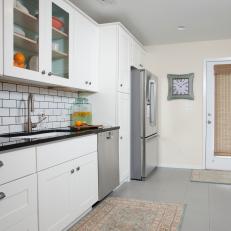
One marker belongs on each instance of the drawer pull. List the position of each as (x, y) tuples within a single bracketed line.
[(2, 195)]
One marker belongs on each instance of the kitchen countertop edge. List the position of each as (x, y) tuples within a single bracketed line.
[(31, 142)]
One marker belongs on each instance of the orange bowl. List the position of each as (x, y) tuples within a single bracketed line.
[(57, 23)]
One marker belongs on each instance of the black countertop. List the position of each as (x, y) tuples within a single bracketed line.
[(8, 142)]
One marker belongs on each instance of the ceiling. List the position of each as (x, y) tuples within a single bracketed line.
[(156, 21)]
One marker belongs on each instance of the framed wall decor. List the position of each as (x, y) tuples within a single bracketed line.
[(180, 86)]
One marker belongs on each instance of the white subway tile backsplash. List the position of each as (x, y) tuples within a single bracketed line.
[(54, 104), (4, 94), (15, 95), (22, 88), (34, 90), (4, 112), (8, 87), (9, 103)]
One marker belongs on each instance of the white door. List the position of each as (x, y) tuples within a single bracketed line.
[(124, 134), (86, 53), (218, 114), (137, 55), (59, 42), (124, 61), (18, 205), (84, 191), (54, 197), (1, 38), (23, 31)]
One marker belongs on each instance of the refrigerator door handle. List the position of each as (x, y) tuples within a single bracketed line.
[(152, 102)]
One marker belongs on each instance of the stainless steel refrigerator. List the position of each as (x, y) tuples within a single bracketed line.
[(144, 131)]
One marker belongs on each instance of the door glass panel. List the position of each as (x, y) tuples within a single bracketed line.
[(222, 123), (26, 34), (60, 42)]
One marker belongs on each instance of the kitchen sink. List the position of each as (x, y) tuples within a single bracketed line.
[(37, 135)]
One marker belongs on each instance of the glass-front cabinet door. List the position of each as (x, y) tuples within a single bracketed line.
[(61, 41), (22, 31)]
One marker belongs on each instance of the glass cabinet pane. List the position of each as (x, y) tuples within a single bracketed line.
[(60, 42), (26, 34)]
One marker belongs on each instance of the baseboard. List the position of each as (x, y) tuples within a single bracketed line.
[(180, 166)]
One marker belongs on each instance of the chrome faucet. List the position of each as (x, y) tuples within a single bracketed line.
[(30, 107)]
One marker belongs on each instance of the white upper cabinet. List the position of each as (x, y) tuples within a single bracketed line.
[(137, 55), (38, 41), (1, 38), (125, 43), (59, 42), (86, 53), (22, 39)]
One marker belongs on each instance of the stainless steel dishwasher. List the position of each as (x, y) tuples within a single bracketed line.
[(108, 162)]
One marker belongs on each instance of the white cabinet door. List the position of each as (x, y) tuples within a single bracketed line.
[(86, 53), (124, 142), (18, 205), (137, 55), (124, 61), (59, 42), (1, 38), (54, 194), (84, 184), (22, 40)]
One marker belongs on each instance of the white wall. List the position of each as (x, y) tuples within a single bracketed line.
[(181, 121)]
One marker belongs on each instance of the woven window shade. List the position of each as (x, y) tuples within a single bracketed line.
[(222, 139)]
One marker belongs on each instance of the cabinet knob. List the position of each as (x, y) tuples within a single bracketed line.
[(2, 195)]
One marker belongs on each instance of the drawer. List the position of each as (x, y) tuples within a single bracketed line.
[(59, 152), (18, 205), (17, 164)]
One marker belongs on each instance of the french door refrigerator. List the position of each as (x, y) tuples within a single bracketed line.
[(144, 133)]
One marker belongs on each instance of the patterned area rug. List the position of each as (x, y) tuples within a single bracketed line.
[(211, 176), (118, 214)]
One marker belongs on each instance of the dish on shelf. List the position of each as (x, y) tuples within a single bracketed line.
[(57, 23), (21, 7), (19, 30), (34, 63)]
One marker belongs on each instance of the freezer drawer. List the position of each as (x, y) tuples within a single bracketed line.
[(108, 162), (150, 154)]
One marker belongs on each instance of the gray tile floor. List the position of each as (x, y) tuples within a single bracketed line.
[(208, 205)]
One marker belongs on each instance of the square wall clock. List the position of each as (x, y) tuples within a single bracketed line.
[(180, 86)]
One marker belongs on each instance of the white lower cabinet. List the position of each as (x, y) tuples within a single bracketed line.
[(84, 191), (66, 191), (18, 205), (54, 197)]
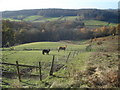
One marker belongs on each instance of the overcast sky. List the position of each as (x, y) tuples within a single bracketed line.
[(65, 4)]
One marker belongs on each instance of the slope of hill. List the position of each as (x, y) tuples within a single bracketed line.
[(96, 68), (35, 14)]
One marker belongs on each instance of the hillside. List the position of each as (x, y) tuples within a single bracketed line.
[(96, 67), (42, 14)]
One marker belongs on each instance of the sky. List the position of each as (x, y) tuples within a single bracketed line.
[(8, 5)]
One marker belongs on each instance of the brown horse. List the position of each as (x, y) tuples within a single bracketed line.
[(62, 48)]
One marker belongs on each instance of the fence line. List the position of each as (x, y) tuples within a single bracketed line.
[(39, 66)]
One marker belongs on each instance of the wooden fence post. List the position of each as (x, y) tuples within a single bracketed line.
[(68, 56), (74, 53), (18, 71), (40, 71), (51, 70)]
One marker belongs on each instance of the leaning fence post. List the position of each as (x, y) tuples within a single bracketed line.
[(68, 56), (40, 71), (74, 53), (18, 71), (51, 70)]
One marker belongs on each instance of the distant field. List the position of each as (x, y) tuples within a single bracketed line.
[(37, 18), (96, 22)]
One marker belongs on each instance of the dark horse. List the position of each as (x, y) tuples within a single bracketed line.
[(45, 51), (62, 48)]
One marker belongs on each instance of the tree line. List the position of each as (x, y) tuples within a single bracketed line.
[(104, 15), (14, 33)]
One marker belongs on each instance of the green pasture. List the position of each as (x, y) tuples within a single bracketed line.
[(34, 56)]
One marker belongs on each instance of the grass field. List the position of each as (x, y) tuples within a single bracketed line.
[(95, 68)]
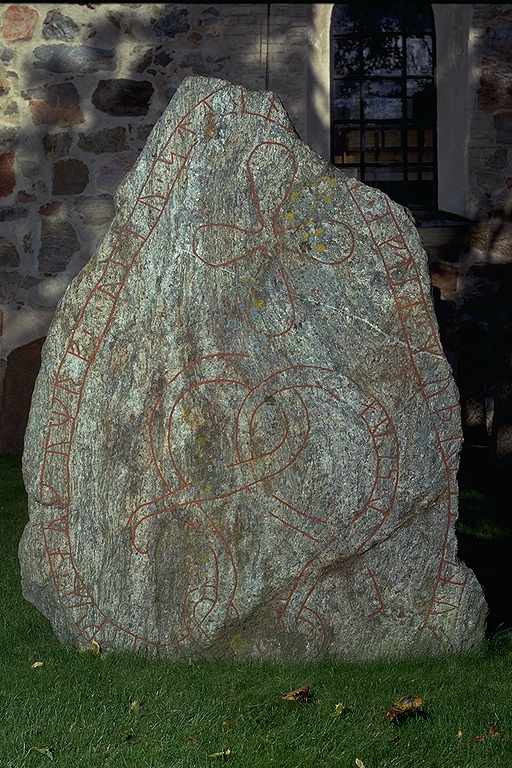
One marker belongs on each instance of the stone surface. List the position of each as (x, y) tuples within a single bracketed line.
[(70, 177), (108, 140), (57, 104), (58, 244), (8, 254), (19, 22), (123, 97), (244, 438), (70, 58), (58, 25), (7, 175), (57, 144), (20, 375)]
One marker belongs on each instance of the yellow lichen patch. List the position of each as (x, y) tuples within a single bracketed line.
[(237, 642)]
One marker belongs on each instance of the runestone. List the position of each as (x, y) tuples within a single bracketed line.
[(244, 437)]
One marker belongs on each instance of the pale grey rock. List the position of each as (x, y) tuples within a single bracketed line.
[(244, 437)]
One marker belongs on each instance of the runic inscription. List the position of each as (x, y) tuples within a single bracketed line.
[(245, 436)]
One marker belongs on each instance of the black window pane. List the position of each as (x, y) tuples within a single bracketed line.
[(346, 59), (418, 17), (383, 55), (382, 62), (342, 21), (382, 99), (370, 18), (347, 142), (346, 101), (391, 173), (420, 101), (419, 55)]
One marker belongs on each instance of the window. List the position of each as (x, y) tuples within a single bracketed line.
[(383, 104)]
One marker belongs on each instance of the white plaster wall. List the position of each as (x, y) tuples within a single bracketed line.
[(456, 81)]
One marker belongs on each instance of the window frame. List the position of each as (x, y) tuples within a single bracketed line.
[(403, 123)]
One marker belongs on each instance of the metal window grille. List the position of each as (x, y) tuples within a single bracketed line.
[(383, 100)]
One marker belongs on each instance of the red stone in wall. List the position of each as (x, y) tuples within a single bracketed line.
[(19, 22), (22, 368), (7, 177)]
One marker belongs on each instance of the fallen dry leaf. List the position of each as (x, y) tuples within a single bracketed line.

* _What to do_: Could you output every one of the records above word for word, line by line, leaving out the pictures?

* _Reply_:
One marker belongs on each instance of the drawer pull. List the position of each as (x, y) tuples within a single bracketed line.
[(2, 195)]
One marker belongs on each instance of the kitchen countertop edge. List the position of each as (x, y) tuples within a single bracketed line.
[(31, 142)]
One marker belongs on each instance of the orange bowl. List the position of each as (x, y) tuples within a single bracketed line.
[(57, 23)]
One marker belongs on each instance of the black countertop. List the position of each as (x, y) tuples within a single bracketed line.
[(8, 142)]
One marker belongs on each instance of the ceiling. List the position of each as (x, y) tuples within a single bracketed line.
[(156, 21)]
One marker belongs on each instance of the framed wall decor. List the position of each as (x, y) tuples within a single bracketed line.
[(180, 86)]
One marker belongs on each instance of the white subway tile backsplash. List the position of each as (x, y) tuples within a single bracketed line.
[(54, 104), (4, 94), (15, 95), (22, 88), (34, 90), (4, 112), (8, 87), (9, 103)]
One marker belongs on each instance of the white door. List the position of each as (x, y) tuples within a single bracketed line.
[(124, 134), (86, 53), (218, 114), (137, 55), (59, 42), (124, 61), (18, 205), (84, 191), (54, 197), (1, 38), (23, 31)]
One marker belongs on each instance of the refrigerator door handle. List the position of each as (x, y) tuples within a single bracketed line.
[(152, 102)]
One marker belongs on each instance of the stainless steel refrigerator. List the position of each as (x, y) tuples within a single bracketed line.
[(144, 131)]
One marker belongs on each instance of the door glass panel. List the position of each as (x, y) tuples within a single bracketed line.
[(222, 123), (26, 34), (60, 42)]
One marker belongs on each instance of the kitchen sink. List the position of each as (x, y) tuples within a single bracketed line.
[(37, 135)]
One marker belongs on each instance of the glass-front cabinet door. List the position of each as (x, y) tuples within a single bracketed line.
[(61, 41), (22, 31)]
One marker belongs on each instance of the glass cabinet pane. List the position of each as (x, y) tuples within a single bracketed line.
[(60, 42), (26, 34)]
One marker belongs on each instance of the baseboard. List the position of each as (x, y) tuples within a single bracketed line.
[(180, 166)]
One marker belongs on each instance of the chrome faucet. List the position of each as (x, y) tuples within a single bracketed line.
[(30, 107)]
One marker belongs on each instance of the white upper cabinet. List the position of each as (x, y) tuples within a single bracketed line.
[(137, 55), (38, 41), (1, 38), (125, 43), (59, 42), (86, 53), (22, 39)]
One marker belongs on each instance of the stainless steel dishwasher. List the position of each as (x, y) tuples within a single bracketed line.
[(108, 162)]
One marker belongs on each instance of the white cabinet door. List the position of each as (x, y) tuples within a single bracketed line.
[(86, 53), (124, 142), (18, 205), (137, 55), (124, 61), (59, 42), (1, 38), (54, 194), (84, 184), (22, 40)]
One marker belongs on each instance of the white wall. List the position of each as (x, y) tuples within a single bracketed line.
[(181, 121)]
One marker belongs on each instance of the woven window shade. List the position of each as (x, y) tuples within a single bracketed line.
[(222, 139)]
One marker belongs on each instance of the cabinet knob. List the position of each as (x, y) tuples within a single bracketed line.
[(2, 195)]
One marker belongs on each instance of the drawer. List the position of each as (x, y) tuples within a single bracketed line.
[(59, 152), (18, 205), (17, 164)]
One marker belongs on each instance of the french door refrigerator. List the position of each as (x, y) tuples within a single bracketed line.
[(144, 133)]
One marker belongs on each instance of the patterned area rug. List the position of each as (x, y) tuples within a single bracketed line.
[(211, 176), (118, 214)]
One marker belongs on each instance of the dish on shelf. List the position of each as (x, y) tuples within a single bracketed line.
[(57, 23), (21, 7), (19, 30), (34, 63)]
One marker belongs on each instance of the freezer drawer. List the position of each as (x, y) tuples within a single bracketed line.
[(108, 162), (150, 154)]
One marker belongs on each instance of the gray tile floor. List the position of each as (x, y) tuples within a single bracketed line.
[(208, 205)]
One marker belongs on each instance of the square wall clock. List the position of each as (x, y) tuples within a single bracketed line.
[(180, 86)]
One marker belongs on each instance of the white lower cabinet. List the position of each as (x, y) tuples within a single bracketed line.
[(84, 191), (66, 191), (18, 205), (54, 197)]
One marker belongs on each instance of the overcast sky. List the position of each as (x, y) tuples within a single bracketed line.
[(65, 4)]
One marker belongs on each instance of the slope of hill. List the position of each as (x, y) tuples within a single bracketed line.
[(96, 68), (35, 14)]
One marker belongs on each instance of the hillside. List the position of each as (x, y) tuples within a single bracketed line.
[(96, 67), (42, 14)]
One marker belongs on each instance of the sky. List the position of each as (x, y) tuples within a single bracketed line.
[(8, 5)]
One marker belongs on each instance of the brown horse. List the position of each as (x, y) tuples within a single bracketed line.
[(62, 48)]
One marker belongs on each instance of the fence line. List the position of each as (x, y) tuples within a single bracketed line.
[(39, 66)]
One marker belongs on each instance of the wooden fence post. List the position of each as (x, y) tuples within a single bracketed line.
[(68, 56), (74, 53), (18, 71), (40, 71), (51, 70)]
One marker belongs on each instance of the leaning fence post. List the position of each as (x, y) tuples within a single bracketed line.
[(68, 56), (40, 71), (74, 53), (18, 71), (51, 70)]
One marker belongs on each instance of the distant field. List the position of each as (x, y) tuples within a single bracketed line.
[(37, 18), (96, 22)]
One marker belongs on each instance of the dark horse. List the position of each as (x, y) tuples within a single bracketed line.
[(45, 51), (62, 48)]
One marker belongs on each instance of the tree line. List the position of each as (x, y) tuples within a single bracketed line.
[(104, 15), (14, 33)]
One marker belongs on each instance of the green pasture. List the position of each as (x, y) tuples within a single bracketed line.
[(34, 56)]
One marker belongs on each instance of the grass field. List the position of each as (x, y) tuples within a single bracketed line.
[(95, 68)]
One marker belongs on each instance of the stone surface. List the position of each as (x, y) tuples within a single bracketed line.
[(70, 177), (108, 140), (57, 104), (58, 244), (8, 254), (19, 22), (123, 97), (244, 438), (70, 58), (58, 25), (7, 175), (57, 144), (20, 375)]
One marker belongs on each instance of the yellow lichen patch. List the position of each as (x, y) tuples within a single bracketed line.
[(237, 642)]
One marker belongs on each instance of the runestone. List the position of each as (x, y) tuples within a single bracketed line.
[(244, 437)]
One marker belongs on each instance of the pale grey rock. List the position of each as (x, y) tuples within a single bracketed line.
[(244, 437)]
One marker belongs on each instance of the runic inscription. List the position of each as (x, y) tuples within a single bracketed line.
[(245, 436)]
One marker belongs on each instance of the black window pane. List the position of each as (x, y) tuples within a single bracketed line.
[(346, 59), (418, 17), (383, 55), (382, 62), (342, 21), (382, 99), (370, 18), (347, 142), (346, 101), (391, 173), (420, 101), (419, 55)]
One marker belongs on each instance of the window. List the position of each as (x, y) tuples within a single bracketed line.
[(383, 104)]
One marker belongs on each instance of the white plaster wall. List the position of each as (x, y) tuples within a single bracketed line.
[(456, 81)]
One marker belongs on each instance of the window frame. List the position of each as (x, y) tuples within a single bracketed line.
[(403, 123)]
One marker belongs on each instance of the metal window grille. List the position of each as (x, y) tuples within a single bracketed line.
[(383, 100)]
One marker belongs on each instance of the red stone in wall. List the position of each as (x, y) tuples within a single bracketed line.
[(19, 22), (22, 368), (7, 177)]
One marker belongs on each instance of the fallen dry leaf. List the position of each as (x, y) tuples within a single bracketed line.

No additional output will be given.